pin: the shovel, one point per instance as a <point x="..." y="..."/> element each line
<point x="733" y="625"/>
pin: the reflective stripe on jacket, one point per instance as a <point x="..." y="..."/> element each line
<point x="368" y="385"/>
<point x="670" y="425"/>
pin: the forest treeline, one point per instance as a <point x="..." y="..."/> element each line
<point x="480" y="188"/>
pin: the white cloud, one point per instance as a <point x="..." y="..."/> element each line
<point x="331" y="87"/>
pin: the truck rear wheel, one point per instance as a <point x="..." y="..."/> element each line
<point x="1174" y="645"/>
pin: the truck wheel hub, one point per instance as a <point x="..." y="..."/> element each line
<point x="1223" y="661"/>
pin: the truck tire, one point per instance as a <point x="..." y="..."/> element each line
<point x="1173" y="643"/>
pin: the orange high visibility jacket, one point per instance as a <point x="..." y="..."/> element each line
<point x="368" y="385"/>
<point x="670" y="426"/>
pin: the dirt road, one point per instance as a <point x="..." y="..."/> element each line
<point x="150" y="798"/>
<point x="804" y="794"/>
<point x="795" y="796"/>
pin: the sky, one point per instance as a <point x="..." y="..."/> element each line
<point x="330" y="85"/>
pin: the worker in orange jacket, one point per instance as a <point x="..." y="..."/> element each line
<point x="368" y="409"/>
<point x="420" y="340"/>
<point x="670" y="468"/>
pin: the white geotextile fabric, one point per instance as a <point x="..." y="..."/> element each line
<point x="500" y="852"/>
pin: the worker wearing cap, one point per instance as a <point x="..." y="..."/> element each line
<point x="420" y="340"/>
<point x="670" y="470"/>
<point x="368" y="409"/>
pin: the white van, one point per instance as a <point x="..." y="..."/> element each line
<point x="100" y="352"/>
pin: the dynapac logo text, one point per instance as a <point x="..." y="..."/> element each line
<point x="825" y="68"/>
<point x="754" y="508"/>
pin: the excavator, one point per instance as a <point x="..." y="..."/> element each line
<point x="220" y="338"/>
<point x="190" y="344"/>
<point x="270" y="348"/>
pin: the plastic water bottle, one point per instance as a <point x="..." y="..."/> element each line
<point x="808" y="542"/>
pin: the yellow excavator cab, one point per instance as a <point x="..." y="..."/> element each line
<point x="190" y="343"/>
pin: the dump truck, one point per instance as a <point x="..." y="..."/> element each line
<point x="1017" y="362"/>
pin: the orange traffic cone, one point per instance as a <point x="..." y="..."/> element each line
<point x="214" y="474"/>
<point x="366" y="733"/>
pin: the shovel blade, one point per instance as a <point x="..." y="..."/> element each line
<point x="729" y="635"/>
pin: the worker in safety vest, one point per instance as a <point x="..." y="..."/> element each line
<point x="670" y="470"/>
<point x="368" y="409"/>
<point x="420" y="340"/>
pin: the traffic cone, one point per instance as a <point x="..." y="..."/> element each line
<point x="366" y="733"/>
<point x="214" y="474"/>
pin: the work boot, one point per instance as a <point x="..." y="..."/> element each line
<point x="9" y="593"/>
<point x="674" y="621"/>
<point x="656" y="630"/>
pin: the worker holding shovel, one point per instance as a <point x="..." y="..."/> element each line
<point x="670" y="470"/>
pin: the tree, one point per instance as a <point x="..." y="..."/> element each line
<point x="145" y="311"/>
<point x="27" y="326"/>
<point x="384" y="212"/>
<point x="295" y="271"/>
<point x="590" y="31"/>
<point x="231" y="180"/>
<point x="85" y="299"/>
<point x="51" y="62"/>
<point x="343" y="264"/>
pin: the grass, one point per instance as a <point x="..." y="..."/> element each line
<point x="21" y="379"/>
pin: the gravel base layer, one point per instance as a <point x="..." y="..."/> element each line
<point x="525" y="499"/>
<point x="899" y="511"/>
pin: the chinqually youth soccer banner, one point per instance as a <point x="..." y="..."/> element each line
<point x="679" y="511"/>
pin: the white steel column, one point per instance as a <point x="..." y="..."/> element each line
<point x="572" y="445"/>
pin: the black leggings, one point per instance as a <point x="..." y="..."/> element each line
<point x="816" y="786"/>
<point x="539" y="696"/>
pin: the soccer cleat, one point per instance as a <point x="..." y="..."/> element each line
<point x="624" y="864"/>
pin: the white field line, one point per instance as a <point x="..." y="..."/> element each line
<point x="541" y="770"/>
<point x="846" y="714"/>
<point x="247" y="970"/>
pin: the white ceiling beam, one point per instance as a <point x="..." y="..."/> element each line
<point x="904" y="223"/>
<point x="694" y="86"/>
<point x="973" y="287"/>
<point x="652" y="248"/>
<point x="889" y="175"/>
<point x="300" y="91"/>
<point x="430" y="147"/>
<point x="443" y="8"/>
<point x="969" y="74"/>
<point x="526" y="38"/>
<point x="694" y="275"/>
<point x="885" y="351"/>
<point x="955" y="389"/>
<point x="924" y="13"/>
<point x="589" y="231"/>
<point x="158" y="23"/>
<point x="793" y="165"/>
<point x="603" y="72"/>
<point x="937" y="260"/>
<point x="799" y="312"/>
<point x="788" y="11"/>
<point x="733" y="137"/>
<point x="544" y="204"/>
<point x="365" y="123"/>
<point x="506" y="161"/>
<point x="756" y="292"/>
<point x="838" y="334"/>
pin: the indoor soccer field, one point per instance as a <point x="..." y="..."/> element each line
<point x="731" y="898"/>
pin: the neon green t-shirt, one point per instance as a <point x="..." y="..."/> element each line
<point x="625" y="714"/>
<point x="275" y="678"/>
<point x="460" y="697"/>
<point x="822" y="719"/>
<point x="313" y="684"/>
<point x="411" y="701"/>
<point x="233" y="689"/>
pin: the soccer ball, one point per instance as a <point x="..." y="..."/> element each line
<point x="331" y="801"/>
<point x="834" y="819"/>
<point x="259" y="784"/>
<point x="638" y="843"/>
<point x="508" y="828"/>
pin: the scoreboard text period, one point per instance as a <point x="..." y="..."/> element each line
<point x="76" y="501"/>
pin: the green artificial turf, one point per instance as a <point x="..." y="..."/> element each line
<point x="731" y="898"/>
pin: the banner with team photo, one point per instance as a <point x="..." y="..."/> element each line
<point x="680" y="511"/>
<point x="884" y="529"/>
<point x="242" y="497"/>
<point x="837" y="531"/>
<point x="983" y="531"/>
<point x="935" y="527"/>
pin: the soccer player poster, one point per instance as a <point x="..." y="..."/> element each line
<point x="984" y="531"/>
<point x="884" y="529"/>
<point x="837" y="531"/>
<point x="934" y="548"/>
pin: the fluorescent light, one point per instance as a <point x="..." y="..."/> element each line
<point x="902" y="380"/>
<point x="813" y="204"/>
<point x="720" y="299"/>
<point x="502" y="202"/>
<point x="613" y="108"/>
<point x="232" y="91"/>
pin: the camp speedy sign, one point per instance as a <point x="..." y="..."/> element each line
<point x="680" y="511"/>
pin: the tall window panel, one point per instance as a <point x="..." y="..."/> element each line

_ _ _

= STATED EXERCISE =
The answer consists only of the lines from the one containing "pin: the soccer ball, one" to the end of the records, each written out exactly.

= SOLUTION TO THIS EXERCISE =
pin: the soccer ball, one point per instance as a <point x="..." y="..."/> element each line
<point x="331" y="801"/>
<point x="834" y="819"/>
<point x="259" y="784"/>
<point x="638" y="843"/>
<point x="508" y="828"/>
pin: the scoreboard text period, one point per instance as a <point x="..." y="..."/> element each line
<point x="76" y="501"/>
pin: the green artificial turf, one point per instance as a <point x="..." y="..."/> element each line
<point x="731" y="898"/>
pin: the banner with team photo, one point per instance as a <point x="..." y="..."/> element each line
<point x="680" y="511"/>
<point x="884" y="529"/>
<point x="242" y="497"/>
<point x="837" y="531"/>
<point x="983" y="531"/>
<point x="935" y="527"/>
pin: the soccer player poster, one point per instance as a <point x="..." y="..."/> element each line
<point x="984" y="531"/>
<point x="884" y="529"/>
<point x="837" y="531"/>
<point x="934" y="548"/>
pin: the fluorescent light, one point per instance as a <point x="..." y="..."/> element each line
<point x="902" y="380"/>
<point x="813" y="204"/>
<point x="720" y="299"/>
<point x="502" y="202"/>
<point x="613" y="108"/>
<point x="232" y="91"/>
pin: the camp speedy sign, one point per instance as a <point x="..." y="..."/> element each line
<point x="680" y="511"/>
pin: the tall window panel, one point per instance as a <point x="..." y="..."/> element each line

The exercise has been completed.